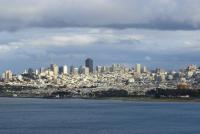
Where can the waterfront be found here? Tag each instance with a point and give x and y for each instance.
(78, 116)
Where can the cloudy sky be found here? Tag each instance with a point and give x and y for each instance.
(156, 33)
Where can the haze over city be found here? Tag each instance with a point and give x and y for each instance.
(154, 33)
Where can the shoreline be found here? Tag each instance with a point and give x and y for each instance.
(138, 99)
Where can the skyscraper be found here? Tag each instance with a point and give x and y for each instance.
(138, 68)
(89, 64)
(55, 69)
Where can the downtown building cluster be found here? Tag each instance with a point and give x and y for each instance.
(86, 79)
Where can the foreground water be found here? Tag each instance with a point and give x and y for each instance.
(76, 116)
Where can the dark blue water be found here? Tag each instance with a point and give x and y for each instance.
(75, 116)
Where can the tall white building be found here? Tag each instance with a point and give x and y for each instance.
(7, 75)
(55, 70)
(138, 68)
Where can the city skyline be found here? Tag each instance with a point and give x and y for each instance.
(163, 33)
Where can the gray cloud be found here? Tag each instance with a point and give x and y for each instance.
(152, 14)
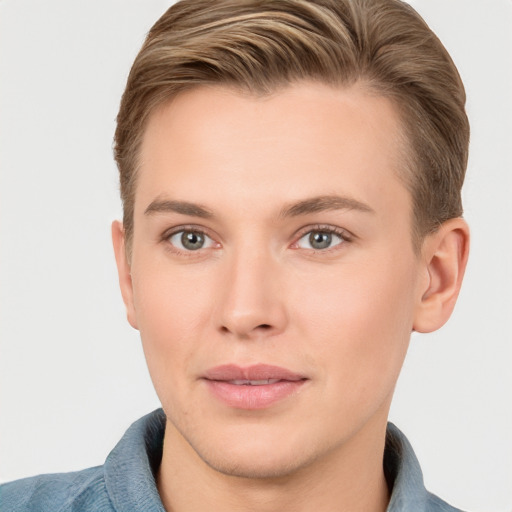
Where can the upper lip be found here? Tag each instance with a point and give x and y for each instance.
(257, 372)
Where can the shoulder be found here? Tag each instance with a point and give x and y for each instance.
(81, 490)
(436, 504)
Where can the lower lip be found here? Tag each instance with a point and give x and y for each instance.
(253, 397)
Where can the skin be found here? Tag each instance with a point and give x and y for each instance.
(258, 292)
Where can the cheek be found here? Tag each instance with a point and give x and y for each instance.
(172, 311)
(360, 319)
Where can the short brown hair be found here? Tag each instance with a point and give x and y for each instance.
(262, 45)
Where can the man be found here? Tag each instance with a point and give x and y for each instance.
(290, 174)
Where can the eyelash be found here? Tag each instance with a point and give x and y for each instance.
(344, 235)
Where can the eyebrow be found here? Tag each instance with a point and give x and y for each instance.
(183, 207)
(305, 207)
(324, 203)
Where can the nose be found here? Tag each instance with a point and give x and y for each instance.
(251, 297)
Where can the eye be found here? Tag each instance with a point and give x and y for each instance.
(320, 239)
(190, 240)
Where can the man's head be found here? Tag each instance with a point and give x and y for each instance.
(261, 46)
(271, 186)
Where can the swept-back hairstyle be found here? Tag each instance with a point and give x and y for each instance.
(260, 46)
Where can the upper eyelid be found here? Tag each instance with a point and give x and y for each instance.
(342, 232)
(327, 228)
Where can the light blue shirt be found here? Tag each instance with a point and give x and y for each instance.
(126, 482)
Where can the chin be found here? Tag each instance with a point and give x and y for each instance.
(255, 467)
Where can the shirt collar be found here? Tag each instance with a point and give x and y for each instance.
(131, 467)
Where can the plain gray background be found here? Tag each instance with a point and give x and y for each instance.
(72, 372)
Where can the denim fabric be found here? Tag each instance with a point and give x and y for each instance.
(126, 482)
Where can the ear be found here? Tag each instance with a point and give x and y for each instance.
(124, 271)
(445, 254)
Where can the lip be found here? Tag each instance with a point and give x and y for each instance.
(231, 384)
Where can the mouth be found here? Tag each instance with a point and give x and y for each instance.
(254, 387)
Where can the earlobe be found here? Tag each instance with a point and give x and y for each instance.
(445, 254)
(124, 271)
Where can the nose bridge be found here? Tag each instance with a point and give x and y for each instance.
(250, 303)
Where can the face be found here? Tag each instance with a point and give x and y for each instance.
(273, 276)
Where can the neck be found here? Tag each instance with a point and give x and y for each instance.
(349, 479)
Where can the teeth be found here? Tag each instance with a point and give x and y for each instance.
(245, 382)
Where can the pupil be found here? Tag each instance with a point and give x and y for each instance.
(319, 240)
(192, 241)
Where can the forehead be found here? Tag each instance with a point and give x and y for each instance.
(306, 139)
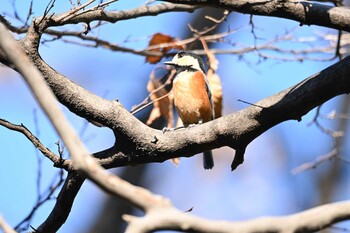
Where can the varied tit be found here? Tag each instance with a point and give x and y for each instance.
(192, 96)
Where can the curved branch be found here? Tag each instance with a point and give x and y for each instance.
(304, 12)
(138, 143)
(99, 13)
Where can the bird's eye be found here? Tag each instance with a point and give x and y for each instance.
(181, 54)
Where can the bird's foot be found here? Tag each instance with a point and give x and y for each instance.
(166, 129)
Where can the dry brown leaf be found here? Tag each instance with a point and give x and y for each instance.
(160, 38)
(216, 91)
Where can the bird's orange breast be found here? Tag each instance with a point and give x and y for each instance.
(191, 98)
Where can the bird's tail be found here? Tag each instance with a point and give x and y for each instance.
(208, 161)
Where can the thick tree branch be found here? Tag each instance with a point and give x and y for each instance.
(311, 220)
(304, 12)
(57, 161)
(137, 143)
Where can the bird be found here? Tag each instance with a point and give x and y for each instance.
(192, 96)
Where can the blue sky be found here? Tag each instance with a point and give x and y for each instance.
(263, 185)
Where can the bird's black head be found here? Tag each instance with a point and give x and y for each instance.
(187, 61)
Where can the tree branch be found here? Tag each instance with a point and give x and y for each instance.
(304, 12)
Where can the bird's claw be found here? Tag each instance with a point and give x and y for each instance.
(166, 129)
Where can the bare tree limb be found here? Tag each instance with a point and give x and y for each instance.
(304, 12)
(5, 227)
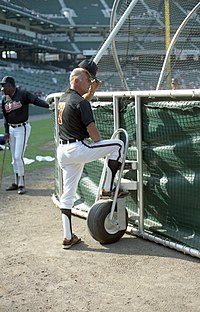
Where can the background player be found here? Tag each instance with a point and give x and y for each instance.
(15, 106)
(76, 124)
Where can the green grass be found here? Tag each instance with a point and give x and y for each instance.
(40, 143)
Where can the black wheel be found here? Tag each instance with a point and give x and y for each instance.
(100, 226)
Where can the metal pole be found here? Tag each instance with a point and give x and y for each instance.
(167, 39)
(138, 123)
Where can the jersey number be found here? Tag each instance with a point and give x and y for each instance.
(61, 107)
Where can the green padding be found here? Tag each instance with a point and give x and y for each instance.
(171, 155)
(171, 166)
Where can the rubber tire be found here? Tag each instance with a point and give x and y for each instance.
(96, 223)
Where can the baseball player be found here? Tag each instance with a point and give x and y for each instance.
(76, 125)
(15, 106)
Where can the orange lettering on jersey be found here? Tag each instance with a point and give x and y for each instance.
(61, 107)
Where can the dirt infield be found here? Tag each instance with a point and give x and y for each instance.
(37, 275)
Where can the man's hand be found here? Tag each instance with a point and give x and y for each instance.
(95, 84)
(6, 137)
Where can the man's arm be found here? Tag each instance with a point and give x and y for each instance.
(33, 99)
(93, 132)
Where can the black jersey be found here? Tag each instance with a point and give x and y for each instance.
(75, 114)
(16, 108)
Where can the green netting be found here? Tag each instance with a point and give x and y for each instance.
(171, 166)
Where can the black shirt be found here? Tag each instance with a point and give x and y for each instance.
(16, 108)
(75, 114)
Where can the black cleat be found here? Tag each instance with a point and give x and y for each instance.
(21, 190)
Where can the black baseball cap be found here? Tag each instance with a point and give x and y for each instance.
(8, 79)
(90, 66)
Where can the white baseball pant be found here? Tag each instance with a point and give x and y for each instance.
(18, 141)
(72, 157)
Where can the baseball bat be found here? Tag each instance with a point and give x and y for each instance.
(2, 166)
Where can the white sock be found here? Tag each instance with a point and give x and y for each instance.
(66, 227)
(21, 181)
(108, 180)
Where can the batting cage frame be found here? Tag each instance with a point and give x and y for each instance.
(164, 141)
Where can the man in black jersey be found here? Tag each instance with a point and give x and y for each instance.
(15, 106)
(76, 125)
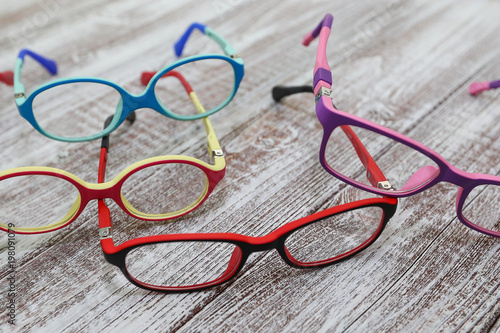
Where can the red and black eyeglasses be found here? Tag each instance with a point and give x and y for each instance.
(190, 262)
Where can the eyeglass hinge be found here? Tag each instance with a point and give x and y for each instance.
(105, 232)
(385, 185)
(217, 153)
(323, 91)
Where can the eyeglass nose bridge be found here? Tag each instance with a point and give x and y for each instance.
(102, 191)
(147, 99)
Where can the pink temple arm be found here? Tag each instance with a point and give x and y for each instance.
(322, 74)
(7, 78)
(477, 87)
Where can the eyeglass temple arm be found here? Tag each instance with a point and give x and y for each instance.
(477, 87)
(7, 77)
(226, 47)
(214, 148)
(19, 89)
(322, 73)
(105, 147)
(373, 172)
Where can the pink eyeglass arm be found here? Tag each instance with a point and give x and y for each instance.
(477, 87)
(7, 78)
(373, 172)
(322, 73)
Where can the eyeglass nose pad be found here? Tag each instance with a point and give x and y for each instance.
(234, 262)
(420, 177)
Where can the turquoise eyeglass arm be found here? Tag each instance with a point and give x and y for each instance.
(19, 90)
(226, 47)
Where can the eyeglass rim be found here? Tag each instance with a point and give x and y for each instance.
(147, 98)
(214, 173)
(331, 118)
(275, 240)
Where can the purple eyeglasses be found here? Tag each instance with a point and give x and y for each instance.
(409, 166)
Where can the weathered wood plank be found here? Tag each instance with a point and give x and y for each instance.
(406, 66)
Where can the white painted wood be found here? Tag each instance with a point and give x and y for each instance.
(406, 66)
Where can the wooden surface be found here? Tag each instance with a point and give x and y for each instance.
(405, 65)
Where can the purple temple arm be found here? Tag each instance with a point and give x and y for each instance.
(326, 22)
(49, 64)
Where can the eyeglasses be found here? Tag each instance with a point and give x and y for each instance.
(85, 101)
(42, 199)
(410, 166)
(190, 262)
(7, 78)
(477, 87)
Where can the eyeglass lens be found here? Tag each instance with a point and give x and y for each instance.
(405, 168)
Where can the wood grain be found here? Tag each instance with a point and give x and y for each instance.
(405, 65)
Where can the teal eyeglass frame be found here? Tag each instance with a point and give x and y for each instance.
(128, 102)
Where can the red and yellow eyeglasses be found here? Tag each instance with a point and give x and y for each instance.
(43, 199)
(191, 262)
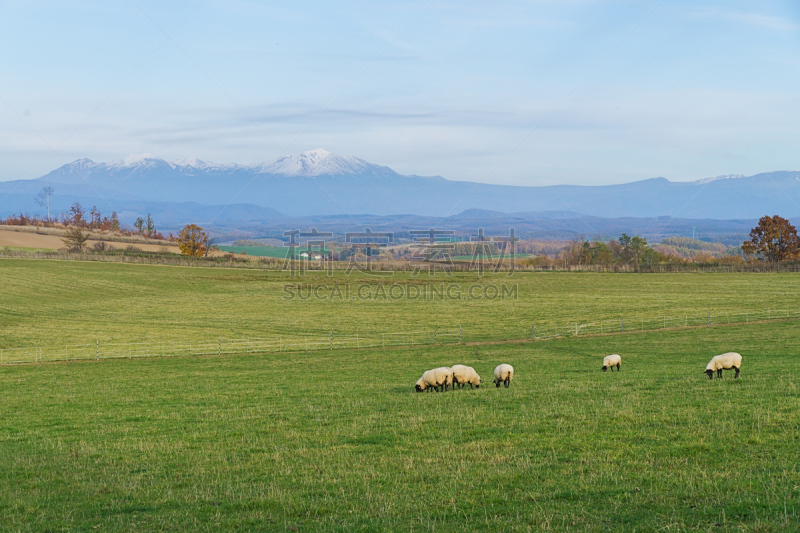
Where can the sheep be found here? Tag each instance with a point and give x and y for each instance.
(727, 361)
(610, 361)
(503, 374)
(438, 379)
(463, 375)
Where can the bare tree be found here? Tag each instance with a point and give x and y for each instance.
(210, 246)
(150, 226)
(43, 199)
(75, 238)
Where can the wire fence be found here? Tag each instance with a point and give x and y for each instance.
(222, 346)
(624, 324)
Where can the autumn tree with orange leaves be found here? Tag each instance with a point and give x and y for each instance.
(192, 240)
(774, 239)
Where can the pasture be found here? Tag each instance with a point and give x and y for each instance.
(338, 441)
(46, 303)
(325, 441)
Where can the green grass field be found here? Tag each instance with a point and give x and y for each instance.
(257, 251)
(338, 441)
(47, 303)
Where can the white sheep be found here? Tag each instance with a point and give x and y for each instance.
(438, 379)
(610, 361)
(503, 374)
(463, 375)
(725, 361)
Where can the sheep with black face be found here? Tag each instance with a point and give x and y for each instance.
(438, 379)
(726, 361)
(463, 375)
(503, 374)
(611, 361)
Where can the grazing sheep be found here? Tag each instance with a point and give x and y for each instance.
(503, 374)
(438, 379)
(725, 361)
(610, 361)
(463, 375)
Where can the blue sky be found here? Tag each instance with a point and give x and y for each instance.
(532, 92)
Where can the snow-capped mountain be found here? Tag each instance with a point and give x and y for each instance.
(717, 178)
(319, 162)
(318, 182)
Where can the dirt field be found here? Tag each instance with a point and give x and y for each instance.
(26, 239)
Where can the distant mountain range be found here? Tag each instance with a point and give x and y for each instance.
(319, 183)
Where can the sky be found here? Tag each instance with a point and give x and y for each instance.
(533, 92)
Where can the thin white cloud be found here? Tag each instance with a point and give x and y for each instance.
(760, 20)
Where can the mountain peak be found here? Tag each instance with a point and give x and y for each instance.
(319, 162)
(137, 160)
(717, 178)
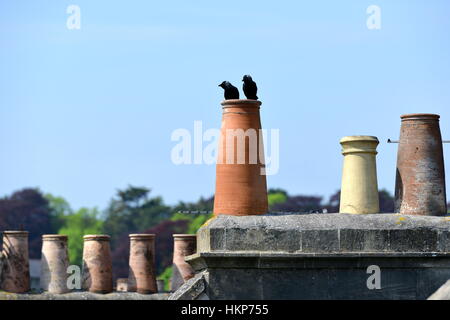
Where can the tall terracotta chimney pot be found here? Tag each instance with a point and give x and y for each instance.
(142, 277)
(241, 188)
(16, 268)
(420, 178)
(184, 245)
(359, 190)
(97, 264)
(54, 263)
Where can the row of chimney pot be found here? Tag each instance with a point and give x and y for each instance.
(97, 274)
(420, 179)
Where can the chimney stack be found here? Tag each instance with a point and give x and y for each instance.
(184, 245)
(420, 178)
(97, 264)
(16, 268)
(359, 190)
(240, 170)
(142, 277)
(54, 263)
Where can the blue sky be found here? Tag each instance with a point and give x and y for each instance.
(85, 112)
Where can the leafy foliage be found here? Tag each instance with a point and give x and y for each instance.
(75, 226)
(28, 210)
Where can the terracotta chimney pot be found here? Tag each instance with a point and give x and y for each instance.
(16, 268)
(141, 277)
(184, 245)
(240, 170)
(97, 264)
(54, 263)
(420, 178)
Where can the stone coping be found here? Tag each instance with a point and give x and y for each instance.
(325, 233)
(277, 260)
(83, 296)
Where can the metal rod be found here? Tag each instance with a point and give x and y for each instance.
(396, 141)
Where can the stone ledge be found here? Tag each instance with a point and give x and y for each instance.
(325, 233)
(83, 296)
(263, 260)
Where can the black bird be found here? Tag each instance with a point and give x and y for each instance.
(249, 88)
(231, 92)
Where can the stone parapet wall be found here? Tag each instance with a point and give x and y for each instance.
(326, 233)
(83, 296)
(320, 256)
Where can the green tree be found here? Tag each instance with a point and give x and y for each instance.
(132, 211)
(76, 225)
(59, 209)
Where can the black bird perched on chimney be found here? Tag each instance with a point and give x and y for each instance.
(231, 92)
(249, 88)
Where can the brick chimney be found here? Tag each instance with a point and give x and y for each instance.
(142, 277)
(97, 264)
(240, 180)
(54, 263)
(420, 178)
(16, 268)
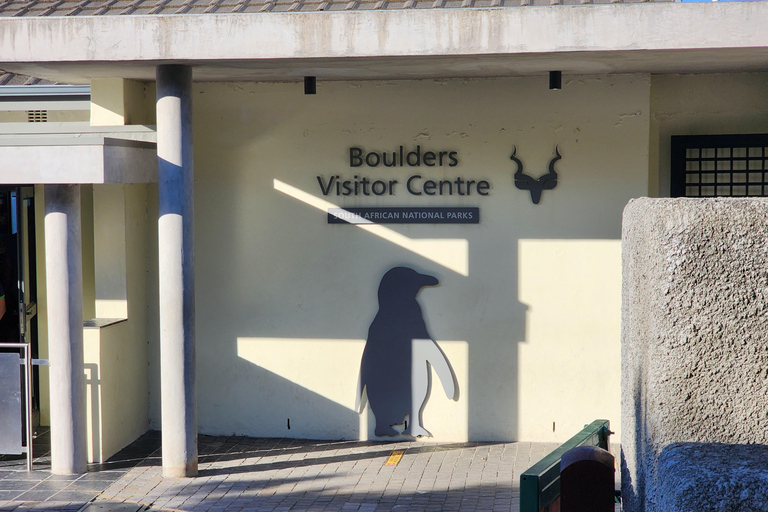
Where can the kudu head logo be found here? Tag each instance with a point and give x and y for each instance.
(535, 186)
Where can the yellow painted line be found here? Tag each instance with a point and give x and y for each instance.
(394, 458)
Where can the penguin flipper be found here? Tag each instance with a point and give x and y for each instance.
(360, 396)
(436, 358)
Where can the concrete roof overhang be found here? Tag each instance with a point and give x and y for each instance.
(77, 154)
(403, 44)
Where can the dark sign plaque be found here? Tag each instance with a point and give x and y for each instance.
(404, 215)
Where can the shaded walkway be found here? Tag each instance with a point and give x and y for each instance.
(240, 473)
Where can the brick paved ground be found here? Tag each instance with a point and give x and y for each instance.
(281, 475)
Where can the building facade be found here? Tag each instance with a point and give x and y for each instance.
(436, 133)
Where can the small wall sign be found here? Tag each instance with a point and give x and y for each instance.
(535, 185)
(405, 215)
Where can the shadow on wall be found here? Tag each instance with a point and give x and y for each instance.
(395, 372)
(281, 288)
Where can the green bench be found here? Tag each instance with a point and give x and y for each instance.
(540, 484)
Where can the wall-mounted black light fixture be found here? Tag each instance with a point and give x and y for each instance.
(555, 80)
(310, 85)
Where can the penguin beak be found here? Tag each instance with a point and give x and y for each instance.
(427, 280)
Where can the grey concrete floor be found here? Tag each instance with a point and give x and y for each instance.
(281, 475)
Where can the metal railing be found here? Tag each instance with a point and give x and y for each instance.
(26, 362)
(540, 484)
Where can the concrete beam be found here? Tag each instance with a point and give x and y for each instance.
(176, 272)
(408, 43)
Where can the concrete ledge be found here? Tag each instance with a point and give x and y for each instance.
(67, 160)
(694, 304)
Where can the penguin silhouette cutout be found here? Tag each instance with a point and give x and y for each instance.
(395, 373)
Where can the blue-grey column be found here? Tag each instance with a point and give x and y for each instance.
(64, 278)
(176, 272)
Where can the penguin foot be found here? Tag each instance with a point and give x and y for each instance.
(417, 431)
(386, 431)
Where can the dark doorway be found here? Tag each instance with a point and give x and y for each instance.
(18, 275)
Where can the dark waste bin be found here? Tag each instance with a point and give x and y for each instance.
(587, 480)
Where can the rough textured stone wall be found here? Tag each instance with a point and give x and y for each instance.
(694, 350)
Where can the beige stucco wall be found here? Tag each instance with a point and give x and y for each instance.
(52, 116)
(116, 279)
(528, 306)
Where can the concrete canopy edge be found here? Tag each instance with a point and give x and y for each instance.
(78, 164)
(655, 37)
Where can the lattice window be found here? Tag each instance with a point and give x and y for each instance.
(720, 166)
(37, 116)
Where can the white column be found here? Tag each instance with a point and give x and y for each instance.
(176, 272)
(64, 276)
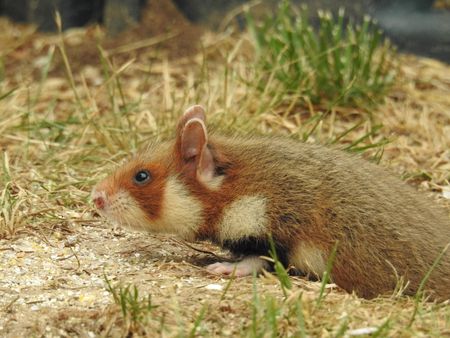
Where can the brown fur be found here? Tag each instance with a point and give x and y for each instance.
(319, 196)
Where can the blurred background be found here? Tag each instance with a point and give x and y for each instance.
(416, 26)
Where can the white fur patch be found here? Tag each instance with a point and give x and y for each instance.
(309, 259)
(122, 209)
(244, 217)
(181, 213)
-*-*-
Do this.
Locate "Where can the dark doorway" in the entries above. Copy, exactly and only, the lines from that line to the end, leaving out the pictures.

Output.
Where can the dark doorway be found here? Tag each instance with a point and give x and y for each instance.
(18, 275)
Where can the dark waste bin be found here? Tag each instance with a point and give x and y for each instance.
(587, 480)
Where can the rough textured stone wall be found here? Tag each instance with a point and give x and y for each instance.
(694, 350)
Where can the beige stucco wall be found here? Tag each instance with a point and give x and y for each instance.
(52, 116)
(116, 279)
(528, 306)
Where can the concrete canopy edge be found here? Tag each instance with a point and give x and y for each instance.
(78, 164)
(655, 37)
Where can the lattice window be found here? Tag each instance with a point and give x and y for each instance.
(720, 166)
(37, 116)
Where can the white column be found here? Tag each instance with a point and give x and y for each instance.
(176, 272)
(64, 276)
Where can the brown fur be found here? Tag each instance with a point and give x and y for each instance.
(319, 196)
Where can the blurred background be found here? Tag each instance with a point and give x and y for each instance.
(416, 26)
Where can the white fur patch be found here? Tag each instance with a point and give x and y for each instance.
(309, 259)
(122, 209)
(244, 217)
(181, 213)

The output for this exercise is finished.